**Things to do**
1 > According to the passage on Egypt's political transition, what share of the vote did the Salafist Nour Party win?
2 > Print the passage on Egypt's political transition from "Events in Egypt" to "democratic transitions elsewhere?".
3 > Continue the passage on Egypt's political transition from the point where it stops.

**Extract to read**
********************

Events in Egypt this year have held the world’s attention as the country continues its political transition. While this befits Egypt’s importance as the largest and most-populous Arab state, playing, as the recent conflict in Gaza underlined, a key role in any wider Middle Eastern settlement, this attention has not always been unmixed with a certain amount of concern. Egypt and to a lesser extent Tunisia are the laboratories of the Arab Spring, the uprisings that spread across the Arab world in 2011 and that are only now on their way to resolution. If things go wrong in Egypt, many foreign observers have asked, what hope for democratic transitions elsewhere?

The year started with the announcement of the results of the elections to the People’s Assembly, the lower house of Egypt’s parliament, with the Muslim Brotherhood’s Freedom and Justice Party (FJP) achieving a striking majority. However, just as striking were the results achieved by the Salafist Nour Party, which won some 27 per cent of the vote. While the Brotherhood and FJP’s electoral showing had not been unexpected, the Brotherhood having already established itself as one of the main beneficiaries of the 25 January Revolution, the Salafist results surprised some domestic and many foreign observers.

They also underlined concerns, emerging since the overthrow of the regime of former president Hosni Mubarak at the beginning of 2011, that the Egyptian revolution, initially led by a coalition of youthful revolutionary groups and opposition movements, could now be taking on a more monolithic and Islamist character. If the first free and fair elections since the revolution had yielded so large a majority for the Islamist forces, such that they had achieved a near-absolute control of the parliament, what would take place when it came to the planned presidential elections?

********************

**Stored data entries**
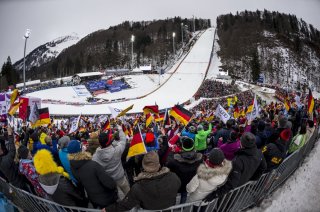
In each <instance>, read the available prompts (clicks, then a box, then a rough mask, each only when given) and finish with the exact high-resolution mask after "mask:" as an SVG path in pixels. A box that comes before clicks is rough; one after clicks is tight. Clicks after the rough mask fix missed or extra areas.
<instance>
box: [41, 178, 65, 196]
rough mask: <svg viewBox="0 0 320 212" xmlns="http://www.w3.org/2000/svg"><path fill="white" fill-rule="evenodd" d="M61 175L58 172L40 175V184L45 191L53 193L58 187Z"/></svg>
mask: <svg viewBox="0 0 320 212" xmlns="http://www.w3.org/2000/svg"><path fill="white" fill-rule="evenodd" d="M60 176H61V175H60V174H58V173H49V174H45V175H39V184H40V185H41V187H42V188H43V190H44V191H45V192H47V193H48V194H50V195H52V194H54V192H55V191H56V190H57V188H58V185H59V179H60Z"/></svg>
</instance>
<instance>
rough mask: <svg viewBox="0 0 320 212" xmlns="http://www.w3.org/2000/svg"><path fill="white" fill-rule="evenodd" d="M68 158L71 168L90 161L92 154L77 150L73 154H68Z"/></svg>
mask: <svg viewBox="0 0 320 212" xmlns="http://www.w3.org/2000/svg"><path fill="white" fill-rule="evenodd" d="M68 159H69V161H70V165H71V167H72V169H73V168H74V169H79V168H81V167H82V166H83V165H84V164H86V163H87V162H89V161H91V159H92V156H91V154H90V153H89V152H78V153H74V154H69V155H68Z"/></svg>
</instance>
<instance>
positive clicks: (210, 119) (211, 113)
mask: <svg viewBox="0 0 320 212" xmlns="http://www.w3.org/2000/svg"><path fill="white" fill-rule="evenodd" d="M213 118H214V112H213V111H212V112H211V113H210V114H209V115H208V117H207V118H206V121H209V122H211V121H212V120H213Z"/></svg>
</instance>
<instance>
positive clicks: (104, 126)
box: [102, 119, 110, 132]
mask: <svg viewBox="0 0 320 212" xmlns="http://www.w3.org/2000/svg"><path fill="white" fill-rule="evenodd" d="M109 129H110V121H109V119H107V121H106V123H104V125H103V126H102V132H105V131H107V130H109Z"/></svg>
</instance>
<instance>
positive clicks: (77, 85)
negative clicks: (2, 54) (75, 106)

********************

**Expected responses**
1 > About 27 percent of the vote.

2 >
Events in Egypt this year have held the world’s attention as the country continues its political transition. While this befits Egypt’s importance as the largest and most-populous Arab state, playing, as the recent conflict in Gaza underlined, a key role in any wider Middle Eastern settlement, this attention has not always been unmixed with a certain amount of concern. Egypt and to a lesser extent Tunisia are the laboratories of the Arab Spring, the uprisings that spread across the Arab world in 2011 and that are only now on their way to resolution. If things go wrong in Egypt, many foreign observers have asked, what hope for democratic transitions elsewhere?

3 >
It was not long before the results of these were known, following the first and second rounds held in May and June, with the FJP and Brotherhood candidate Mohamed Morsi being declared Egypt’s first freely elected president on 24 June, the first Islamist to become the head of state of any Arab country. Morsi’s victory came at the end of a long and sometimes bitter electoral process, with the Brotherhood’s preferred candidate, Khairat Al-Shater, notably being forced to withdraw on procedural grounds and defeats being handed out to other candidates who had nonetheless done well in the opinion polls, such as former foreign minister and Arab League secretary-general Amr Moussa.

However, long before Morsi’s narrow election victory — he beat competing candidate Ahmed Shafik, a minister in the Mubarak-era governments, by only a couple of percentage points in the second-round vote — there were also signs that the orderly character of Egypt’s democratic transition was coming under pressure from sometimes violent elements, heightening foreign and domestic fears that the process could be in danger of slipping out of constitutional control. The overthrow of Mubarak, though largely peaceful and coming at the end of 18 days of mass demonstrations, had not been free of violence, and this escalated later in 2011, notably in October when demonstrators outside the State Television building in Cairo were attacked, leaving several dozen people dead and hundreds injured.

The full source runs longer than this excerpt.